Annotatierijen

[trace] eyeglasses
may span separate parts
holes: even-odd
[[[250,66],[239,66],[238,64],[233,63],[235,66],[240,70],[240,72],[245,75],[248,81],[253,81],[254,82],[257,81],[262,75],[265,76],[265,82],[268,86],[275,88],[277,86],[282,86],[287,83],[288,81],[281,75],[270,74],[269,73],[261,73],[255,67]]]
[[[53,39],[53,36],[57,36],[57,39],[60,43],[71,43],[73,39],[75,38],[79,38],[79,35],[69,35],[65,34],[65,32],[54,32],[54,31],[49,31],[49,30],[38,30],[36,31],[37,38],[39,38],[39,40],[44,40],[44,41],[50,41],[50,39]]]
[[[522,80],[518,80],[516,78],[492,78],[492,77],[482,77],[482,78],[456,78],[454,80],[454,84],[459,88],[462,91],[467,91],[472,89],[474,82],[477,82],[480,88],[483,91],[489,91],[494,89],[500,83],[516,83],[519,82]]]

**Uit te voeren taak**. Zet alle rijen hierboven om in een genummerde lijst en laat lege regels weg.

**Uitgewerkt antwoord**.
1. [trace] eyeglasses
2. may span separate parts
3. holes: even-odd
4. [[[250,66],[239,66],[238,64],[233,63],[235,66],[240,70],[240,72],[245,75],[248,81],[253,81],[254,82],[257,81],[262,75],[265,76],[265,82],[268,86],[275,88],[277,86],[282,86],[287,83],[288,81],[281,75],[270,74],[269,73],[261,73],[255,67]]]
5. [[[53,39],[53,36],[57,36],[57,39],[60,43],[71,43],[73,39],[75,38],[79,38],[79,35],[69,35],[65,34],[65,32],[54,32],[54,31],[49,31],[49,30],[38,30],[36,31],[37,38],[39,38],[39,40],[44,40],[44,41],[50,41],[50,39]]]
6. [[[522,80],[518,80],[516,78],[492,78],[492,77],[482,77],[482,78],[456,78],[454,80],[454,84],[459,88],[462,91],[467,91],[472,89],[474,82],[477,82],[480,88],[483,91],[489,91],[494,89],[500,83],[516,83],[519,82]]]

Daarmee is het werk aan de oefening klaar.